Trecho do documento:
+--

Nos anos 2023 e 2024, as operadoras de planos de saúde fomentaram a prática de excluir beneficiários que deixaram de ser dependentes dos respectivos titulares da contratação, sob o pretexto de que, após atingirem a maioridade, não poderiam continuar usufruindo dos serviços disponibilizados [1]. Os usuários foram surpreendidos com o recebimento de notificações expedidas por estas empresas, cientificando-lhes sobre a sua retirada da relação jurídica, exceto se houvesse a comprovação do vínculo de dependência financeira com o titular do convênio. Ressalta-se que estes sujeitos, na sua grande maioria, passaram a fazer parte do liame quando ainda menores de idade e, no seu transcorrer, não fora exigida documentação ou prova da continuidade da dependência econômica [2]. São muitas pessoas eliminadas da saúde suplementar, de forma indigna e inesperada, originando mais lides para o poder judiciário.

+--

Itens de rotulagem de formas em imagens:
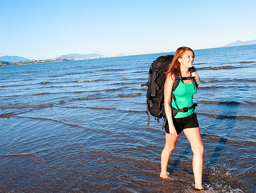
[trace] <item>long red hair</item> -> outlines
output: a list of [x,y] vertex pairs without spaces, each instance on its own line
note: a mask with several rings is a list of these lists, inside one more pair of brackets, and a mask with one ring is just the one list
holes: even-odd
[[194,53],[194,51],[191,48],[185,47],[180,47],[178,48],[174,55],[172,62],[170,64],[167,69],[167,72],[166,72],[166,76],[167,76],[169,74],[171,75],[175,75],[177,73],[179,74],[180,76],[181,74],[180,70],[180,63],[179,63],[178,59],[179,58],[181,58],[185,52],[187,50],[192,51],[194,55],[194,57],[195,58],[195,53]]

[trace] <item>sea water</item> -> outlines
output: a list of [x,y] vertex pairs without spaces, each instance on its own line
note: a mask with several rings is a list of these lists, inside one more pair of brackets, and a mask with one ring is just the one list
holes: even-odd
[[[256,45],[195,50],[203,185],[256,191]],[[0,68],[0,192],[193,192],[182,133],[159,177],[163,120],[146,127],[150,65],[174,52]]]

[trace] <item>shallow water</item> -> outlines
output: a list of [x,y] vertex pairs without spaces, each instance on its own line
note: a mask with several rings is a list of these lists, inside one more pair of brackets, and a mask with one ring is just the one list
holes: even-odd
[[[203,185],[256,191],[256,45],[195,50]],[[146,127],[158,53],[0,68],[1,192],[193,192],[182,133],[161,180],[164,132]]]

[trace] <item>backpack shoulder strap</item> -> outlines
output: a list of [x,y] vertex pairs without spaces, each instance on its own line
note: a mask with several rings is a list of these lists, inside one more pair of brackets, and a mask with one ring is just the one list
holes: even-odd
[[[194,66],[192,66],[192,67],[190,68],[189,69],[189,72],[190,72],[190,73],[191,74],[192,74],[192,73],[195,73],[196,71],[196,69],[195,68],[195,67]],[[193,78],[193,79],[194,80],[194,82],[195,82],[195,83],[196,85],[196,86],[197,87],[197,87],[198,87],[198,84],[197,84],[197,83],[196,81],[196,80],[195,80],[195,78]]]
[[175,75],[175,79],[174,80],[174,82],[173,83],[173,86],[172,87],[172,91],[174,91],[178,86],[178,85],[179,85],[179,75],[178,73],[177,73]]

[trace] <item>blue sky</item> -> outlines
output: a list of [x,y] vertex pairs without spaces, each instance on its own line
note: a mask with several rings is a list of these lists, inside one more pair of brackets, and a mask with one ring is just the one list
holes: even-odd
[[256,1],[0,0],[0,56],[216,48],[256,39]]

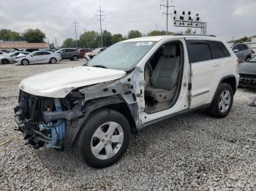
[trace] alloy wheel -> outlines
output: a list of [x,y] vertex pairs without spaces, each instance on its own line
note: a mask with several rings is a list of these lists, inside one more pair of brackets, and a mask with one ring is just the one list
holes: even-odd
[[91,150],[97,159],[108,160],[118,153],[123,141],[122,127],[116,122],[108,122],[95,130],[91,141]]
[[231,94],[229,90],[224,90],[219,96],[219,109],[222,113],[227,111],[230,106]]

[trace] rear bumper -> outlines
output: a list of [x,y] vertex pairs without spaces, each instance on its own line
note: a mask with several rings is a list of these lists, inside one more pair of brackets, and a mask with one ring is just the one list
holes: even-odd
[[256,88],[256,76],[255,77],[240,77],[239,86],[241,87],[249,87]]

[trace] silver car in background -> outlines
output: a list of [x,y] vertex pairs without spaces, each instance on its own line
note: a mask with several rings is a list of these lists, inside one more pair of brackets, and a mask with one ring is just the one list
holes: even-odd
[[244,43],[233,44],[232,50],[237,58],[238,58],[240,62],[246,61],[252,58],[252,49]]
[[14,62],[22,65],[30,63],[56,63],[61,61],[59,53],[50,51],[36,51],[27,55],[18,56]]
[[30,52],[25,51],[14,51],[10,53],[1,54],[0,55],[0,63],[1,64],[7,64],[7,63],[13,63],[14,60],[17,58],[17,56],[20,55],[29,55]]

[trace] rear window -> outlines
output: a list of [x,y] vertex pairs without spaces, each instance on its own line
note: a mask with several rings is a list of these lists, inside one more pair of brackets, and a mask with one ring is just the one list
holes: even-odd
[[50,53],[48,52],[41,52],[41,55],[50,55]]
[[187,42],[190,63],[211,60],[210,47],[207,41],[188,40]]
[[210,45],[213,59],[217,59],[230,56],[230,53],[228,52],[227,48],[222,42],[216,41],[209,41],[208,43]]
[[67,49],[66,52],[75,52],[76,51],[75,49]]

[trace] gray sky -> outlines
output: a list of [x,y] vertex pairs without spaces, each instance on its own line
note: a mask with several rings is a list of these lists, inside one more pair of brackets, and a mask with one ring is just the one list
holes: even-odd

+--

Instrução: Extraia por inteiro, sem nenhuma alteração, o trecho sobre a exclusão de dependentes dos planos de saúde.

Solução da tarefa:
Nos anos 2023 e 2024, as operadoras de planos de saúde fomentaram a prática de excluir beneficiários que deixaram de ser dependentes dos respectivos titulares da contratação, sob o pretexto de que, após atingirem a maioridade, não poderiam continuar usufruindo dos serviços disponibilizados [1]. Os usuários foram surpreendidos com o recebimento de notificações expedidas por estas empresas, cientificando-lhes sobre a sua retirada da relação jurídica, exceto se houvesse a comprovação do vínculo de dependência financeira com o titular do convênio. Ressalta-se que estes sujeitos, na sua grande maioria, passaram a fazer parte do liame quando ainda menores de idade e, no seu transcorrer, não fora exigida documentação ou prova da continuidade da dependência econômica [2]. São muitas pessoas eliminadas da saúde suplementar, de forma indigna e inesperada, originando mais lides para o poder judiciário.